*Work instructions*. Search term "collar": copy each line of the data containing it.

*Data provided*.
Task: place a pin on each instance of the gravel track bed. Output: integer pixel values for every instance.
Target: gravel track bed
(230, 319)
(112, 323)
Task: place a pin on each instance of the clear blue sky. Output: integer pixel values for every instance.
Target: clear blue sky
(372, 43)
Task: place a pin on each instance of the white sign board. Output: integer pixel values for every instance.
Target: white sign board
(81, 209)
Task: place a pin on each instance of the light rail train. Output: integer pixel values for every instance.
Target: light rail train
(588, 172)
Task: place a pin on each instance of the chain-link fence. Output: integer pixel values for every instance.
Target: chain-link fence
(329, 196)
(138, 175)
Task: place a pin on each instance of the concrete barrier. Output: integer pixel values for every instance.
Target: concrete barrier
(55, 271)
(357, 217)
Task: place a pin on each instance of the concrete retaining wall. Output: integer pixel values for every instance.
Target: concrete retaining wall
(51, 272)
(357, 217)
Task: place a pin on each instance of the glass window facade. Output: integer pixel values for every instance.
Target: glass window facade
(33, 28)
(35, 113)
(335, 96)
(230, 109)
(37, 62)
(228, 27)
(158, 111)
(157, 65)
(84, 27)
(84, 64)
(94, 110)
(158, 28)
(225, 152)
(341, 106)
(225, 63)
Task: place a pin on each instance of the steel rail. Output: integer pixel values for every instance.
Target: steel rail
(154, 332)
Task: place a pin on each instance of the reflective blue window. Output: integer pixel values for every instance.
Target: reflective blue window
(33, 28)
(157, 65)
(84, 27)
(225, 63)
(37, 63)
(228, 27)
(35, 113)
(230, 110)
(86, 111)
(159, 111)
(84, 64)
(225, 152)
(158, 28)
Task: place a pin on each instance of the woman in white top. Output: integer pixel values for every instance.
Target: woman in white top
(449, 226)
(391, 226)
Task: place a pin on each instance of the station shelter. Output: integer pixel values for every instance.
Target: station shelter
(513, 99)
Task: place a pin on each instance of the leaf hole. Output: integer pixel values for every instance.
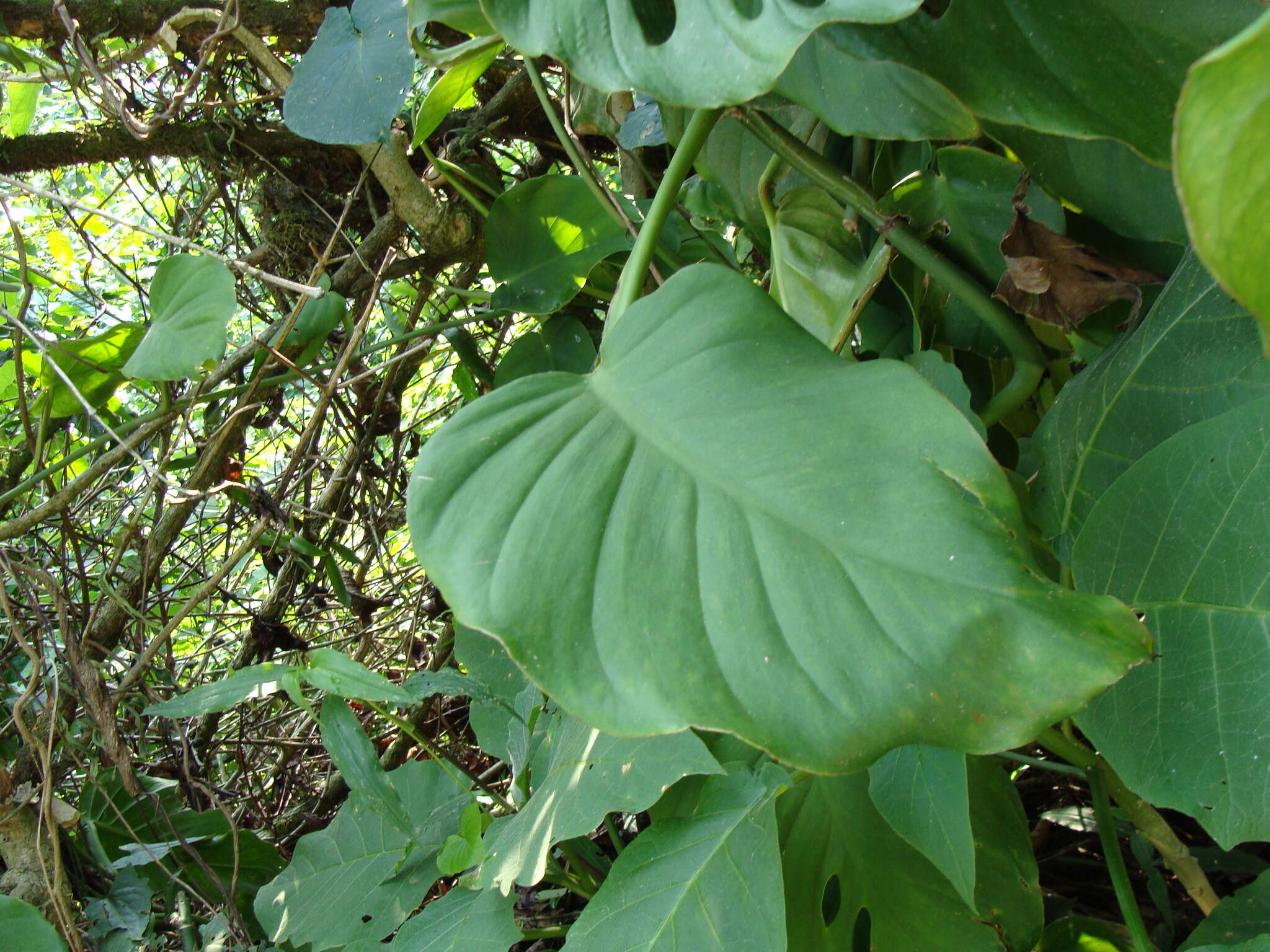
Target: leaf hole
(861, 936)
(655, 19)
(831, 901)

* * *

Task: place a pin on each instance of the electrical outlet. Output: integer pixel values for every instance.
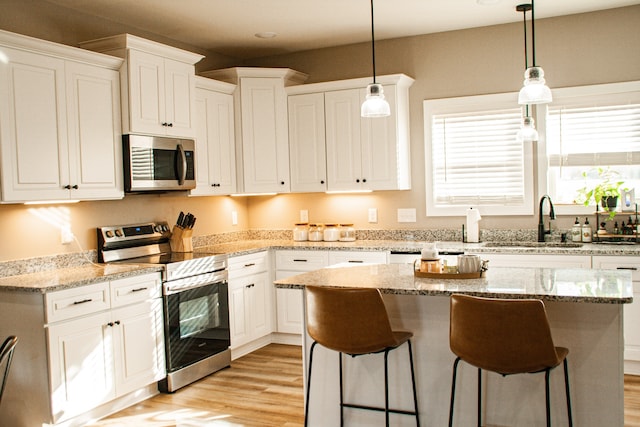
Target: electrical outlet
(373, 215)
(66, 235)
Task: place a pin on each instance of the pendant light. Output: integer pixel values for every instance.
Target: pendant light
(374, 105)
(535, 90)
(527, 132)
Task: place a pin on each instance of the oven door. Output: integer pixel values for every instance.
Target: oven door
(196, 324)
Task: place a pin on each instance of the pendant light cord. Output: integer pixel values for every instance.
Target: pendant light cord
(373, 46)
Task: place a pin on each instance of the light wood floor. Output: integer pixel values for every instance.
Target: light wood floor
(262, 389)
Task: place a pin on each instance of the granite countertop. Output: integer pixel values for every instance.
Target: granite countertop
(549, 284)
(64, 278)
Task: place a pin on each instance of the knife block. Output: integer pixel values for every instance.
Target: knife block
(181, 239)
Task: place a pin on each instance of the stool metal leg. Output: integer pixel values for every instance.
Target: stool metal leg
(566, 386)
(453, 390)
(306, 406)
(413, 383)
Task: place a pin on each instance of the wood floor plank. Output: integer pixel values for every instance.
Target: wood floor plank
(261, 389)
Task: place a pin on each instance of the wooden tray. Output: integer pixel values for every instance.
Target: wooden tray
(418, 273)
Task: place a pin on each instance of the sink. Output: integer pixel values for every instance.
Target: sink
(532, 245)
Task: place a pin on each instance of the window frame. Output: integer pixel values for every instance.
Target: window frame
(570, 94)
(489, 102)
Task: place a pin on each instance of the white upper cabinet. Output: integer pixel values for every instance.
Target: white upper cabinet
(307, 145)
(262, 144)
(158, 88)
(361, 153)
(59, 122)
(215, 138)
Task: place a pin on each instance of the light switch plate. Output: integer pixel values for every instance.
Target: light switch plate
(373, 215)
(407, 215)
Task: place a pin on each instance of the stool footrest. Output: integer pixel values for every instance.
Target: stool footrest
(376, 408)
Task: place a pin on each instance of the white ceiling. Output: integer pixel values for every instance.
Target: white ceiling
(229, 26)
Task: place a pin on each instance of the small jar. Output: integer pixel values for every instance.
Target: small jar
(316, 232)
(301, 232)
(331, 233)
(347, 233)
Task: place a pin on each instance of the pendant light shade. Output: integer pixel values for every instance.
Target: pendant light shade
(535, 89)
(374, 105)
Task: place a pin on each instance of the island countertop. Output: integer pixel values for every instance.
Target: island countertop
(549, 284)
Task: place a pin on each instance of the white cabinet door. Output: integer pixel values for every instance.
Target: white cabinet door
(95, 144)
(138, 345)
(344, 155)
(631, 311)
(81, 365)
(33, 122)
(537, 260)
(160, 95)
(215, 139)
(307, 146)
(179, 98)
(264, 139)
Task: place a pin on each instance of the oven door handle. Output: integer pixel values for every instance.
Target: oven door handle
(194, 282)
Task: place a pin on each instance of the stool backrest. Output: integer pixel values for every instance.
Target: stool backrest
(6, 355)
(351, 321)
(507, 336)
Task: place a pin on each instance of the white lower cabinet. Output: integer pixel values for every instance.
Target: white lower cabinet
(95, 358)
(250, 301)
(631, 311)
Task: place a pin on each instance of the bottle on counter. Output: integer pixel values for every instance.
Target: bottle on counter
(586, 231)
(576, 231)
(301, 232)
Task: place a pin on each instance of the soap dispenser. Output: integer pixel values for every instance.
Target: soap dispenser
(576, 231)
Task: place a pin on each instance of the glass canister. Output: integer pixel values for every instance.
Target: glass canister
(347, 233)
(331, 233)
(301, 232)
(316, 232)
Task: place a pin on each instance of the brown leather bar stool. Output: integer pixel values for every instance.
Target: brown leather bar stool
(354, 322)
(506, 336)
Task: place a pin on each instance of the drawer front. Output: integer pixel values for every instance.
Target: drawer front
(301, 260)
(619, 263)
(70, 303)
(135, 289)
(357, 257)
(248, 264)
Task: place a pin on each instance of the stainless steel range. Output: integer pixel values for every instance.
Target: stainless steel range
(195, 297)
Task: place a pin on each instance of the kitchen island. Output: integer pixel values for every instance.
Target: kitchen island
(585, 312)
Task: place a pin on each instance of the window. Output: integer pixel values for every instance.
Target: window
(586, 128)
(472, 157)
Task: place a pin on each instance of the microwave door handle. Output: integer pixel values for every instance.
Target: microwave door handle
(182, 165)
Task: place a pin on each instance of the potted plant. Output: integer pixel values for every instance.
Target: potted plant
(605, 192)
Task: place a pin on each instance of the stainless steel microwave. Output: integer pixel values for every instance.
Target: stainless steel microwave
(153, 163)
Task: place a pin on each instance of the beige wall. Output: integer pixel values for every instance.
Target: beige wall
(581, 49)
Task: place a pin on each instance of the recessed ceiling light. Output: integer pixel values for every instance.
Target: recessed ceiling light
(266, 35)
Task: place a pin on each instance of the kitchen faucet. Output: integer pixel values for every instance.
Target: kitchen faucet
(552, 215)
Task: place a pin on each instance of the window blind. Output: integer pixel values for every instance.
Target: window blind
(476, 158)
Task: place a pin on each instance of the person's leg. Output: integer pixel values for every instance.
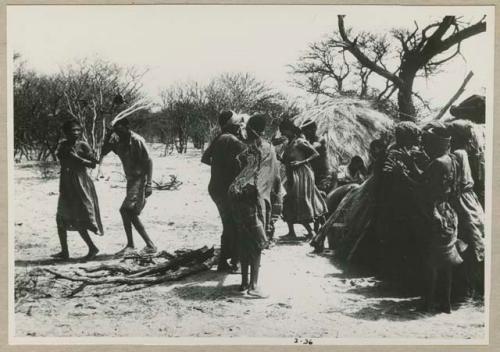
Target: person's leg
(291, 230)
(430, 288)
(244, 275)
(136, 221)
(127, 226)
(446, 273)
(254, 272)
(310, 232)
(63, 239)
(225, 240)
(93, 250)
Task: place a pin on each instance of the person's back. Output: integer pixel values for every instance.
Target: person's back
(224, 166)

==

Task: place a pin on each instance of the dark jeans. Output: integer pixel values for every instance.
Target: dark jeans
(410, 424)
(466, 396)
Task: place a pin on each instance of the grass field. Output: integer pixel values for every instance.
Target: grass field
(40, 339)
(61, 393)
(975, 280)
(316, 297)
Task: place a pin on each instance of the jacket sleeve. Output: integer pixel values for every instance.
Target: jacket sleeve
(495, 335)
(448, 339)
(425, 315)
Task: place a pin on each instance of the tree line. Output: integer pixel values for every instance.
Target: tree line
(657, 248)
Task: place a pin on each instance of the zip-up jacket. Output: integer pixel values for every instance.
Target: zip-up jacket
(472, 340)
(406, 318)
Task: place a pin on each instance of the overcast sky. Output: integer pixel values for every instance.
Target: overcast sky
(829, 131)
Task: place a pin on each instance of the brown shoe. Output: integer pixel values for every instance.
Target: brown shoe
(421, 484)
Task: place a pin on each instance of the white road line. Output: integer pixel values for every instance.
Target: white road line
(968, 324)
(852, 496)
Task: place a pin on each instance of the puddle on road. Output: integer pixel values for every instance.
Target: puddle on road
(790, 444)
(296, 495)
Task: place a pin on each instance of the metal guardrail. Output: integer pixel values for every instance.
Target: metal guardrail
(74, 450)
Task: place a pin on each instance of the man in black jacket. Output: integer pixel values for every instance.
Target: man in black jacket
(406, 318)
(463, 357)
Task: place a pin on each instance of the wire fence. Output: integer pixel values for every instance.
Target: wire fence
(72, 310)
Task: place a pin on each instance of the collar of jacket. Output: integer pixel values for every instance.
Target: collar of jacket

*Answer box*.
Task: place a pin on each instance of the collar of jacket. Output: integer pixel values for every instance.
Target: collar of jacket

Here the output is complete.